## PROBLEM
In the material below, repeat only the lines from the one that holds "Would you kindly locate the aquatic" through the final line, exactly as they stand.

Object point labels
------------------------------

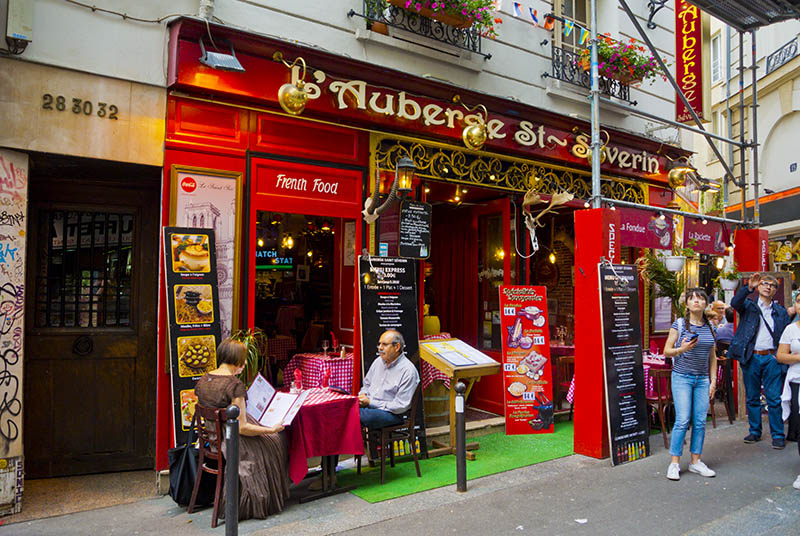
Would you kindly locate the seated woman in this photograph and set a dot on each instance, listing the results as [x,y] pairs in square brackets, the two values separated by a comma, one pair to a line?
[263,453]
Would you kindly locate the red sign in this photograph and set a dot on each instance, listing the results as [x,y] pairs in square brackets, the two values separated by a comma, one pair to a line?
[356,102]
[644,229]
[527,370]
[711,237]
[689,59]
[188,184]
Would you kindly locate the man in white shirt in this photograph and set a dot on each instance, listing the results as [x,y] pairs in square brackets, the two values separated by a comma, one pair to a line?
[389,385]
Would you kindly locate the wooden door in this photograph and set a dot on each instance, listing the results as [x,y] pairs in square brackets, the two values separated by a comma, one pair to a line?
[90,347]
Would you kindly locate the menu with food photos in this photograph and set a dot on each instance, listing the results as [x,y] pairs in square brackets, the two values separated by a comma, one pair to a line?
[270,407]
[194,321]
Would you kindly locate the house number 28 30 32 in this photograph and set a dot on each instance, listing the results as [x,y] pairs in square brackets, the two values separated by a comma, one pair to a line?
[80,106]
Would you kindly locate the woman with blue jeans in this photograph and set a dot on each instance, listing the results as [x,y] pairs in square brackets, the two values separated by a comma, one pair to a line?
[691,345]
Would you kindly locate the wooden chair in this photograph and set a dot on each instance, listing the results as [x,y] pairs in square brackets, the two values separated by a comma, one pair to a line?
[210,434]
[662,398]
[381,439]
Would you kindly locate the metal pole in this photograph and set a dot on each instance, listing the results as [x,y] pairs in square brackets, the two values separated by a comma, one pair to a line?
[742,171]
[595,96]
[672,81]
[232,471]
[461,439]
[754,90]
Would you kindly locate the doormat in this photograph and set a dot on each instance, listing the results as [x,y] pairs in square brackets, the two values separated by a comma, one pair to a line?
[498,453]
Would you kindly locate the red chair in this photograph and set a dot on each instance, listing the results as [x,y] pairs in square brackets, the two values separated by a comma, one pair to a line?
[209,423]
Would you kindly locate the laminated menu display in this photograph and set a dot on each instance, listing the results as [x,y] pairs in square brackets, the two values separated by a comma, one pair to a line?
[270,407]
[622,363]
[194,321]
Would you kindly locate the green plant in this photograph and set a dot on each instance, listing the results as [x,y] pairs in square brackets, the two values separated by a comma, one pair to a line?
[479,13]
[623,61]
[255,340]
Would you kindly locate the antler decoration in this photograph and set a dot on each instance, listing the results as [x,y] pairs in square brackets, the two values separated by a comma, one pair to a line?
[532,222]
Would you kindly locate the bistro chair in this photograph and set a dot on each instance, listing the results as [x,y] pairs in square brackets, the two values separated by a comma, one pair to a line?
[210,437]
[381,439]
[662,398]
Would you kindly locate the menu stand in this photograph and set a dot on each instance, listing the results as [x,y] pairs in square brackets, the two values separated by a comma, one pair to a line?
[467,373]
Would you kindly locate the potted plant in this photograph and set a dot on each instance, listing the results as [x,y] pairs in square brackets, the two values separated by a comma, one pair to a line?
[627,63]
[728,278]
[256,342]
[462,14]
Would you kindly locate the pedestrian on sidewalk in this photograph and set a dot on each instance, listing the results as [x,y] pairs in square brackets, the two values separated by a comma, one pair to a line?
[691,345]
[789,354]
[761,324]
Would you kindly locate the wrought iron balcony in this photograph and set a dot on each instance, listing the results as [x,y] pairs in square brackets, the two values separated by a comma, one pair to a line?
[567,68]
[396,17]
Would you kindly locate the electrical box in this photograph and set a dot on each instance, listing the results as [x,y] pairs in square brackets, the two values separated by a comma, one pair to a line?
[18,23]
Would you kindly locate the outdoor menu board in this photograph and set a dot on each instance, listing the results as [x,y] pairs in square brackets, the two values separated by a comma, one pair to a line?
[389,301]
[527,369]
[622,363]
[193,308]
[415,230]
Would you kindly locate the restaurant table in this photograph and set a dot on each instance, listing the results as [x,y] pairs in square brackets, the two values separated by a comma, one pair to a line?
[328,424]
[314,365]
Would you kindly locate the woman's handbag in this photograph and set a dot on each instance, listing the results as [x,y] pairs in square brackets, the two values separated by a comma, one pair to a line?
[183,472]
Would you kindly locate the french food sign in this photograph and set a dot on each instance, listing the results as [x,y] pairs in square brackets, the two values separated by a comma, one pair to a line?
[527,369]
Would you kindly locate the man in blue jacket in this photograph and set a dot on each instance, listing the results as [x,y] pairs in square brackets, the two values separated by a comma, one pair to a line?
[761,324]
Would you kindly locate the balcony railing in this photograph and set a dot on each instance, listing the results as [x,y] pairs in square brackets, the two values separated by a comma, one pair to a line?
[567,68]
[466,39]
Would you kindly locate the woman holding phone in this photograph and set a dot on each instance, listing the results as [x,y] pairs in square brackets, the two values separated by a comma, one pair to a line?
[691,345]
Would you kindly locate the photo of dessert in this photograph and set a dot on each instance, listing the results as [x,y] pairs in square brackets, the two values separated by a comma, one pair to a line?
[193,304]
[196,355]
[190,253]
[188,402]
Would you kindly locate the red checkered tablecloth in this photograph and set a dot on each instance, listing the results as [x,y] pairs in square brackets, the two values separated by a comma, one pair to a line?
[314,366]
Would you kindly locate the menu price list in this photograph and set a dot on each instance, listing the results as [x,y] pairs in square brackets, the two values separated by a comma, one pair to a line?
[622,364]
[192,305]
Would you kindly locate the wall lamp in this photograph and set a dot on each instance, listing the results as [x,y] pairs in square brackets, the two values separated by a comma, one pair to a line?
[220,60]
[474,134]
[403,181]
[292,97]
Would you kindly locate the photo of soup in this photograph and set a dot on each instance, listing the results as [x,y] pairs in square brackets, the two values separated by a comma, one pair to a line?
[193,304]
[196,355]
[190,253]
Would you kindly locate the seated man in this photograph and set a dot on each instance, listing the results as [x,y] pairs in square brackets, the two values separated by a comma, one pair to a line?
[389,385]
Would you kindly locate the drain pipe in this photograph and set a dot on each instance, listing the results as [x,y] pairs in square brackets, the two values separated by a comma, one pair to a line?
[206,10]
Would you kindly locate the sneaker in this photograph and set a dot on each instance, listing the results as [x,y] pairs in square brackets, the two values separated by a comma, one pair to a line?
[701,469]
[674,471]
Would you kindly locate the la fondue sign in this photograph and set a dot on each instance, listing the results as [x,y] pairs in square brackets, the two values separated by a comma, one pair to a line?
[356,95]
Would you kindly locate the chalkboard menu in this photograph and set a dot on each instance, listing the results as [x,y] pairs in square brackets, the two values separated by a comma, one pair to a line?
[388,297]
[622,363]
[415,230]
[194,323]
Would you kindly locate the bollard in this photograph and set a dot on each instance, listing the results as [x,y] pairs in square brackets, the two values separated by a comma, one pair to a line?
[461,440]
[232,471]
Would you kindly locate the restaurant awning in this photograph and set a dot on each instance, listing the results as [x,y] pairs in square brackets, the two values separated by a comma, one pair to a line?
[746,15]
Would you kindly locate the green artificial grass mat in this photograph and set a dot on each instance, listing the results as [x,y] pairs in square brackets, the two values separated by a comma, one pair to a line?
[497,453]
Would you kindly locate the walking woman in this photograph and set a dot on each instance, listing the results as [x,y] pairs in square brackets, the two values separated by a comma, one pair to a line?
[691,345]
[789,354]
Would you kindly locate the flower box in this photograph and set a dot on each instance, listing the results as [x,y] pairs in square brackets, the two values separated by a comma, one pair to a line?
[445,18]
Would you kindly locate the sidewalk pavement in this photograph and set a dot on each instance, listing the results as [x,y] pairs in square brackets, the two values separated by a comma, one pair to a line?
[752,494]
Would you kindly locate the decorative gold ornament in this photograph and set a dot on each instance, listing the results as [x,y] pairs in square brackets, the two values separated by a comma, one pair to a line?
[292,97]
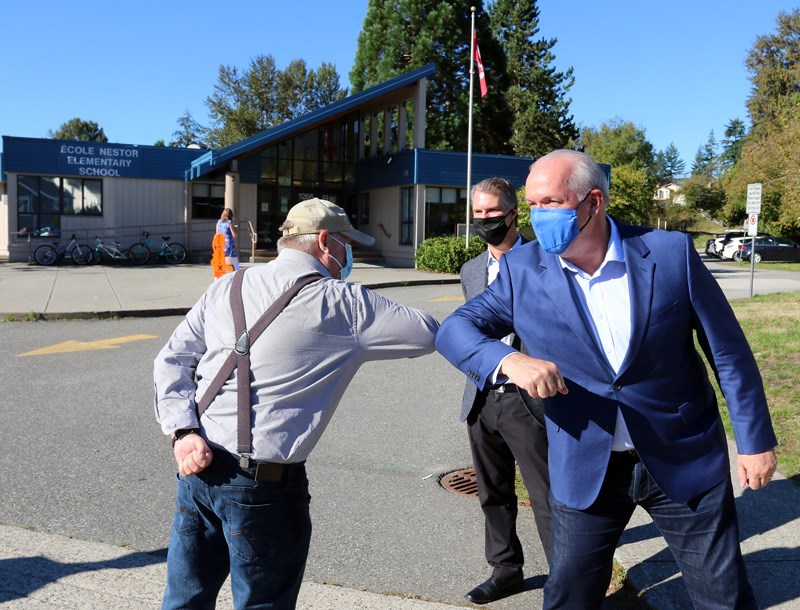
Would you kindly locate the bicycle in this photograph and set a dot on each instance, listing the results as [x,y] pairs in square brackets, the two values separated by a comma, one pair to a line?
[48,255]
[113,253]
[143,251]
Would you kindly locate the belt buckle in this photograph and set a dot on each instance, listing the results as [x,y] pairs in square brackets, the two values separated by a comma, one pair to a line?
[269,472]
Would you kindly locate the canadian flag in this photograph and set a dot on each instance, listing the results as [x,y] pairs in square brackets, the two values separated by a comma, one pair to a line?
[481,74]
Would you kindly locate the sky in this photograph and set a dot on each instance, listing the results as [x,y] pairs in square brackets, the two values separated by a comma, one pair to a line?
[674,69]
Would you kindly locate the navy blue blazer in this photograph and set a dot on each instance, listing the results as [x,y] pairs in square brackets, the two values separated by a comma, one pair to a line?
[662,386]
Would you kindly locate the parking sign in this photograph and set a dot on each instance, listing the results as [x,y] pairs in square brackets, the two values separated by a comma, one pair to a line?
[752,224]
[754,198]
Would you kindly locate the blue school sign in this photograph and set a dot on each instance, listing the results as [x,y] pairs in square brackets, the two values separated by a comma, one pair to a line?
[98,160]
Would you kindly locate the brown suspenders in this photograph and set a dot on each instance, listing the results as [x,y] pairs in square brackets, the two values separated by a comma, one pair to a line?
[239,358]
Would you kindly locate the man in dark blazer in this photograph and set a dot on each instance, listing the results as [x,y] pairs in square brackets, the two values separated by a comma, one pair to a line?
[609,313]
[502,427]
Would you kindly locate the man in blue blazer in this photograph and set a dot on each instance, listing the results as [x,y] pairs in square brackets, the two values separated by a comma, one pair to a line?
[609,313]
[503,429]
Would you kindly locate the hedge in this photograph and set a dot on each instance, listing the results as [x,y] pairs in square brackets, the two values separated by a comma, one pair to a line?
[447,254]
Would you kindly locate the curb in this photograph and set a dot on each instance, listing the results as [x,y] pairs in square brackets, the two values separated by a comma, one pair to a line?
[180,311]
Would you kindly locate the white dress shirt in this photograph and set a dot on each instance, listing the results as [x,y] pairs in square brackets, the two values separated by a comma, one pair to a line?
[606,303]
[300,366]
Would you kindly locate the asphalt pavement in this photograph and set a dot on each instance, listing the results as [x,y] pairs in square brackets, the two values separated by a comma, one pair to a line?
[40,570]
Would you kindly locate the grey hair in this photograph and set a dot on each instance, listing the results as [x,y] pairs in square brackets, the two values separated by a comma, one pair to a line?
[500,187]
[304,242]
[586,174]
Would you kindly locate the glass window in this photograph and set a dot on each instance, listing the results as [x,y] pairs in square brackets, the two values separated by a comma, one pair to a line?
[305,173]
[42,200]
[444,209]
[208,200]
[407,216]
[50,195]
[73,195]
[92,197]
[269,169]
[27,194]
[306,146]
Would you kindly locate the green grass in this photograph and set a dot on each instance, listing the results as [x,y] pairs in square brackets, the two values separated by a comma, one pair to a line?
[771,324]
[763,266]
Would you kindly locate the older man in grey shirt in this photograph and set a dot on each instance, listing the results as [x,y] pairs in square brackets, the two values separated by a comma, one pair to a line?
[247,512]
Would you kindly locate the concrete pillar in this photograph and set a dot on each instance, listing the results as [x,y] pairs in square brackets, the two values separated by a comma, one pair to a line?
[402,119]
[232,189]
[362,138]
[419,113]
[373,135]
[387,131]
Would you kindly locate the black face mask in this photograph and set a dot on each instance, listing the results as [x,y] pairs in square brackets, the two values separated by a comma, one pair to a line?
[492,230]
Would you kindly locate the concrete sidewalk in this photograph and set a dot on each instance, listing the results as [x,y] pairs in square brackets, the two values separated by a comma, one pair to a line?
[70,291]
[44,571]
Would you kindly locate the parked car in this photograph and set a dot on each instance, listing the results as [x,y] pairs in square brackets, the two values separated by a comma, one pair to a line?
[730,251]
[770,249]
[720,241]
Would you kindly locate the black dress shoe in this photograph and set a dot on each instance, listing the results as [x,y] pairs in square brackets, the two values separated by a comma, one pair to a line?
[496,588]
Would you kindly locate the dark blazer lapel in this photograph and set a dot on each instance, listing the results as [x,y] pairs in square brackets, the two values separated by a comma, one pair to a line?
[641,272]
[558,290]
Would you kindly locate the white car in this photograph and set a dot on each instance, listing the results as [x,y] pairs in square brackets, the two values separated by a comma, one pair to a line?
[721,241]
[732,250]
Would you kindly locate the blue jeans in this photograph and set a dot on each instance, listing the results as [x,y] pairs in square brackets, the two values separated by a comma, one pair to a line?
[702,535]
[226,522]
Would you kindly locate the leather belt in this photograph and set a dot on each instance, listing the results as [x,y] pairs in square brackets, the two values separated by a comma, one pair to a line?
[507,387]
[259,471]
[630,455]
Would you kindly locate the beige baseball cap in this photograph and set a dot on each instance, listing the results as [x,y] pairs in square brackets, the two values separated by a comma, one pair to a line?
[315,215]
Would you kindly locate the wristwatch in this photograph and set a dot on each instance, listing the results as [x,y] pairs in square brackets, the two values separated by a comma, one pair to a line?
[179,434]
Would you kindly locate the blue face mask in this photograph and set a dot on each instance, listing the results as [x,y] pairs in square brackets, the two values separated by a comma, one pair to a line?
[557,228]
[348,261]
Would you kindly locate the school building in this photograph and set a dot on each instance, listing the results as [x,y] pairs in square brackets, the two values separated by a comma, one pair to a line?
[366,153]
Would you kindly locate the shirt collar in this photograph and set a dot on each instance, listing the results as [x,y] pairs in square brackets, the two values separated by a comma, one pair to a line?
[303,259]
[493,261]
[614,253]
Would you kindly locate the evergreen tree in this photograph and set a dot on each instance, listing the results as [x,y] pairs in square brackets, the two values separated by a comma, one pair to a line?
[669,165]
[247,102]
[401,35]
[78,129]
[735,133]
[705,161]
[190,132]
[537,92]
[633,181]
[774,62]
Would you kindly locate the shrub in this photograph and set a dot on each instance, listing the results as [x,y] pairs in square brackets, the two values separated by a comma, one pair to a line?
[447,254]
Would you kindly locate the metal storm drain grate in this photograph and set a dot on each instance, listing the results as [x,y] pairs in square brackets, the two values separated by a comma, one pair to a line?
[460,482]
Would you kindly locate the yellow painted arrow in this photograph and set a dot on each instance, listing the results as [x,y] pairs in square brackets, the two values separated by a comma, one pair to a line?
[85,346]
[447,298]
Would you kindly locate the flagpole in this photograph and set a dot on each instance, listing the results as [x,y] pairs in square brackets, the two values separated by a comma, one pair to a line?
[469,133]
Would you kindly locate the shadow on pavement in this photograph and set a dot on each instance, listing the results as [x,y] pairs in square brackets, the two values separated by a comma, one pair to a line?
[773,570]
[22,576]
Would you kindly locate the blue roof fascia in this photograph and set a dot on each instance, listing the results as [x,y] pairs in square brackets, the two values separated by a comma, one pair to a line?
[213,159]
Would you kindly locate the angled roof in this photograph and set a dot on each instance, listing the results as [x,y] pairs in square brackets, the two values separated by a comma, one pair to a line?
[215,158]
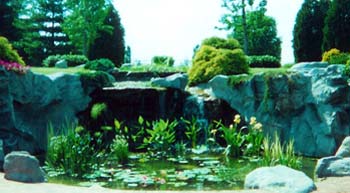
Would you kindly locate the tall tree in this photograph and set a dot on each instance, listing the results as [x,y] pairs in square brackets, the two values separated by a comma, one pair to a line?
[261,33]
[41,33]
[85,20]
[237,18]
[337,26]
[8,14]
[308,30]
[110,44]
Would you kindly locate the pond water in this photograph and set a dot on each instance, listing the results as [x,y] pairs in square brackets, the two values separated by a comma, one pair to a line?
[195,172]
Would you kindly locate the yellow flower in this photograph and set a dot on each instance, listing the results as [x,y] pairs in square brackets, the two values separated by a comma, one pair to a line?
[252,121]
[258,127]
[237,119]
[213,131]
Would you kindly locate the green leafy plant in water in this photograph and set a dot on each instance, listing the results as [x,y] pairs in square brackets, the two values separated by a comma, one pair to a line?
[233,137]
[192,130]
[254,138]
[97,109]
[276,153]
[72,153]
[161,136]
[120,149]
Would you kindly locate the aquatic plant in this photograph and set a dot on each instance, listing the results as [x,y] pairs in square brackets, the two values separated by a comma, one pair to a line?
[276,153]
[72,153]
[120,149]
[192,130]
[161,136]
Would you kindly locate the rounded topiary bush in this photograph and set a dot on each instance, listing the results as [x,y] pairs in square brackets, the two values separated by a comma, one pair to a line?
[265,61]
[72,60]
[210,61]
[326,57]
[102,64]
[7,53]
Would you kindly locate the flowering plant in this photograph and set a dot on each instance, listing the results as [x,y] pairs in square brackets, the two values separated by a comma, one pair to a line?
[14,66]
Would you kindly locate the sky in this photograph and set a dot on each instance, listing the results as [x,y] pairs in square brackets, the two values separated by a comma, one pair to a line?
[175,27]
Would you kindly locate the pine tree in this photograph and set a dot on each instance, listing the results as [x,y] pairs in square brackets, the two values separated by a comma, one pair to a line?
[308,30]
[337,26]
[110,45]
[8,14]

------------------------------

## REPLY
Would you kindly locate the aquatic plant in this photograph and set a dot on each instance, listing the results as [x,y] pairs in square brackets, the two values separated by a comma, one pair to a line?
[276,153]
[72,153]
[120,149]
[192,130]
[161,136]
Would you kindly locate the rounded topiary bush in this photograph and set a dot on each instance, listing the results as [x,y] pairs in square brackets, the two values separated by a comma, one pair to a line?
[265,61]
[72,60]
[210,61]
[326,57]
[102,64]
[7,53]
Would you kindly locate the flowering plant in this photograph and set a dot on each instance, listing the results as [x,y] pairs in square brackets, the two values separated by a comma, one pair to a line?
[14,66]
Would you kindly locate the sky in this photograph and set a dot on each instance, listing the results as [x,y] pairs in square brackets, the two values separated by a comma, one pair to a line?
[175,27]
Would you kindly locate the pine tree in this photograph and set a dot on each instance, listing the results as [x,y] pairs in square brackets, the two values separated by a comma, one pair to a line?
[308,30]
[337,26]
[110,45]
[8,14]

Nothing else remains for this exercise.